# [EXERCISE DIRECTIONS]
Rewrite the part that opens at the start of the items and closes with the line containing "x=171 y=241", substituting "marks" for "annotates" and leaving everything else unchanged.

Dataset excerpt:
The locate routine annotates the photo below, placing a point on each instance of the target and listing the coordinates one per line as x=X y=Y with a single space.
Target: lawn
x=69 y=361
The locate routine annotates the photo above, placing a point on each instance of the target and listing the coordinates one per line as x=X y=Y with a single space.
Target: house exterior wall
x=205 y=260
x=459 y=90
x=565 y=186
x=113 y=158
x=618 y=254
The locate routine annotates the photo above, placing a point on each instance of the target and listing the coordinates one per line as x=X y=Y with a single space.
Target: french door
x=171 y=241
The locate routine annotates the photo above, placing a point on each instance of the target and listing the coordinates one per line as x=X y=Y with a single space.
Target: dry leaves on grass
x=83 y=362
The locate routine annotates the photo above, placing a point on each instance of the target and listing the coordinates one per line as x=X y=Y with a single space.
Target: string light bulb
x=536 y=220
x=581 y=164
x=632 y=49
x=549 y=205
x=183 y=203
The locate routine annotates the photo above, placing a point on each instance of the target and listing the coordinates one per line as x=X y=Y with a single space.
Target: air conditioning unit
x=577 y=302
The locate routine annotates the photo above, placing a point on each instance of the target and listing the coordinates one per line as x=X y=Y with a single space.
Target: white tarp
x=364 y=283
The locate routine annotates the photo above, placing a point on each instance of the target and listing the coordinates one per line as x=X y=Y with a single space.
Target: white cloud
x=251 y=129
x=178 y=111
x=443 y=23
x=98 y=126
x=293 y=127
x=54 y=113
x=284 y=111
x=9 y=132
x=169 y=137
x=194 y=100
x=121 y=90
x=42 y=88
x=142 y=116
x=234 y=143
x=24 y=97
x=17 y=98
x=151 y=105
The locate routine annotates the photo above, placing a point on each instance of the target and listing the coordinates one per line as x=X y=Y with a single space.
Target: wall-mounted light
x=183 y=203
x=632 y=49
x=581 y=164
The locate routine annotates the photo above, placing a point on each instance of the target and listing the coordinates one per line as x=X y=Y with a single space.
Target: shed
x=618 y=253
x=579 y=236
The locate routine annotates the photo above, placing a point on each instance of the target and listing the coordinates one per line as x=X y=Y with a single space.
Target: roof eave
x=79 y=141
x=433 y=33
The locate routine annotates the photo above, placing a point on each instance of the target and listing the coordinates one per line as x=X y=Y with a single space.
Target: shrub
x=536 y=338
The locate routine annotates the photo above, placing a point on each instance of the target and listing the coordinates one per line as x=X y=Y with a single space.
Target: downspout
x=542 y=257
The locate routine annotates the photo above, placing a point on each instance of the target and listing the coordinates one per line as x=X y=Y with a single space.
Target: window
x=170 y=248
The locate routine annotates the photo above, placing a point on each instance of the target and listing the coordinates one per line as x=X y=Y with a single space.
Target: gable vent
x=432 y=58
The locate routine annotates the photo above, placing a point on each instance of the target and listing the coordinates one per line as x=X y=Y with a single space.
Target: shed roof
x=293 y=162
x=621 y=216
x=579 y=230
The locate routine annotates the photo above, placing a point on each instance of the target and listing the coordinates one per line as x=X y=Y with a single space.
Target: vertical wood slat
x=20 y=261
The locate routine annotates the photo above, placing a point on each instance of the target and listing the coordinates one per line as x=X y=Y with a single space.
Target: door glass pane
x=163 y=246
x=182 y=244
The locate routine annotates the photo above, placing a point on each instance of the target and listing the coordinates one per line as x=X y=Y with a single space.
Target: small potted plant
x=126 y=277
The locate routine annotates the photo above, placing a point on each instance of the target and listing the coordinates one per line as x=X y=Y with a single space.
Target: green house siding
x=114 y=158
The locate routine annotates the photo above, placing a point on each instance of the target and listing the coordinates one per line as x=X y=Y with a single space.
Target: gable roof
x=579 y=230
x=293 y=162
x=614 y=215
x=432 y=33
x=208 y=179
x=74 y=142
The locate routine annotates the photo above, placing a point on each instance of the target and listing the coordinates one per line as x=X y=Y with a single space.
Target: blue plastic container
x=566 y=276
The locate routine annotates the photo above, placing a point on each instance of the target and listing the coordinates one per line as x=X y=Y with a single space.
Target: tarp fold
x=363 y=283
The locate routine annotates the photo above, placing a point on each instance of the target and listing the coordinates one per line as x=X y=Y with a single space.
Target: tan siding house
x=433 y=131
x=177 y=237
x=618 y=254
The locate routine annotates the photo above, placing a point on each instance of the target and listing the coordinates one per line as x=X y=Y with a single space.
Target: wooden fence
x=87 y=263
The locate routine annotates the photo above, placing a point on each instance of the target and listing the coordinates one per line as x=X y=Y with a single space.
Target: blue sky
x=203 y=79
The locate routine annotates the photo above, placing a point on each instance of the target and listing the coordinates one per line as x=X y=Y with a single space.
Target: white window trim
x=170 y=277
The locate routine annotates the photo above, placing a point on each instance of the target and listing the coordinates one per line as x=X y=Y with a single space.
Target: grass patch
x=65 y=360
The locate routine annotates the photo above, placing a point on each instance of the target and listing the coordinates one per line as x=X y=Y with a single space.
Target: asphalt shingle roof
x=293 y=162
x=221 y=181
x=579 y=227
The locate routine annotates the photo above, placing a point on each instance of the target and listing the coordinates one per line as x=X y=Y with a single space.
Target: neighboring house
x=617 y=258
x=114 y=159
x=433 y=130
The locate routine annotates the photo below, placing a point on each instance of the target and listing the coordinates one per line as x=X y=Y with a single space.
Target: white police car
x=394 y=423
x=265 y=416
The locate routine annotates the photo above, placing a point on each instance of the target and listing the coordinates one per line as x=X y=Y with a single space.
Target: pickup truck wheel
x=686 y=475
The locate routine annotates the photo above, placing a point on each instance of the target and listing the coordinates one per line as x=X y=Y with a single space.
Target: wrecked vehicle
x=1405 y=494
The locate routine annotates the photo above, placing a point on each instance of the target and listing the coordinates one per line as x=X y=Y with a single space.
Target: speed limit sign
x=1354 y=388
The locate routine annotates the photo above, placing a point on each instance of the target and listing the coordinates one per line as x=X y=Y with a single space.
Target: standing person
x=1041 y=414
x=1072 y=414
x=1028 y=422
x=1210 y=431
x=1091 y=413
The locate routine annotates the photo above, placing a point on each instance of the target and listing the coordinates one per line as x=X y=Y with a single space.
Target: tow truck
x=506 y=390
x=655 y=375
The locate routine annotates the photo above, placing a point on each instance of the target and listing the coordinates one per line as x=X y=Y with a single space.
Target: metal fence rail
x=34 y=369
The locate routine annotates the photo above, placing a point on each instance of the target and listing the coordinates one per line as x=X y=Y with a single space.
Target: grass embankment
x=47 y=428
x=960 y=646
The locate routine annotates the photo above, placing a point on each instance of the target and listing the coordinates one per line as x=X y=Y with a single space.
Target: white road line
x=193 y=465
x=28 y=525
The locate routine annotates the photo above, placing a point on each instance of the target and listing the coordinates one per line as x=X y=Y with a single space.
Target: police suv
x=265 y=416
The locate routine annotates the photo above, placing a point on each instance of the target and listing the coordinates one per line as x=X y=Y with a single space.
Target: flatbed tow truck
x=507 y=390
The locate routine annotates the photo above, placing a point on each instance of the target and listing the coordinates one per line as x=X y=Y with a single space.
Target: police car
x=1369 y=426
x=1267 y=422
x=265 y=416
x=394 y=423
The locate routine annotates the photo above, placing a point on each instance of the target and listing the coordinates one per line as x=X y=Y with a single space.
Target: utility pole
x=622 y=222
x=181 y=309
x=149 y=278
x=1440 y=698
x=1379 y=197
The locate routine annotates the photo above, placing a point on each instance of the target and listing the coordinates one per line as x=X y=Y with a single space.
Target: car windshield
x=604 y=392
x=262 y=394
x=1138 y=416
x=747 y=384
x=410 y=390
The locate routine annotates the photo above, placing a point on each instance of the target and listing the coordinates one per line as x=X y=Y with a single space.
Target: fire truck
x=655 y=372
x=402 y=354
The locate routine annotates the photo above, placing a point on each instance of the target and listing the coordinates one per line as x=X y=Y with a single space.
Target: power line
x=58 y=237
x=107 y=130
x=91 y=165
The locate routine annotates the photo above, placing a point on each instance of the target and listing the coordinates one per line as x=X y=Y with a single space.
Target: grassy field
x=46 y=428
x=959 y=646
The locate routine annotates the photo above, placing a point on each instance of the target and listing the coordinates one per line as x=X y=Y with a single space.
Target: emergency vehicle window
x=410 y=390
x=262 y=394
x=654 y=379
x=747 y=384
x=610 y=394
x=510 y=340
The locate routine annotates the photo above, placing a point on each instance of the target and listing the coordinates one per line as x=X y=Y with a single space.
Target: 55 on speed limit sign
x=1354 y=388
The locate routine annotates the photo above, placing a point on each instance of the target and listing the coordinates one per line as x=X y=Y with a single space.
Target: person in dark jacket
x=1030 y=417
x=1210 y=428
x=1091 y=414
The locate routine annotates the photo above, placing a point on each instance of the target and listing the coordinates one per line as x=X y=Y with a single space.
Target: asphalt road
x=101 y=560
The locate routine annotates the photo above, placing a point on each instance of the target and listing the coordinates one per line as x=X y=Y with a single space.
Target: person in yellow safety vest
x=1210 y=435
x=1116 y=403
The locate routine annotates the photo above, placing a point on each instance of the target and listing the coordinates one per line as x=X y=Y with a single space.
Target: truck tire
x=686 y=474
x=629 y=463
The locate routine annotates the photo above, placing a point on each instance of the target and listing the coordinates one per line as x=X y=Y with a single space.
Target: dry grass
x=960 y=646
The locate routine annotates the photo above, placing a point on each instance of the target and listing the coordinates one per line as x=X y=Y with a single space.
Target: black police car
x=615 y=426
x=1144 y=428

# [FINISHED ANSWER]
The locate routine marks the photo below, placing a point on each instance of the target and listing the coordinates one per line as x=X y=Y with a single space.
Target: lawn
x=69 y=361
The locate routine marks the photo above, placing a point on each instance of the target and listing the coordinates one per line as x=X y=Y with a single space.
Target: house exterior wall
x=205 y=260
x=459 y=90
x=565 y=186
x=113 y=158
x=618 y=254
The locate routine marks the photo above, placing a point on each instance of the target and listing the coordinates one per line as x=X y=Y with a single space.
Target: french door
x=171 y=241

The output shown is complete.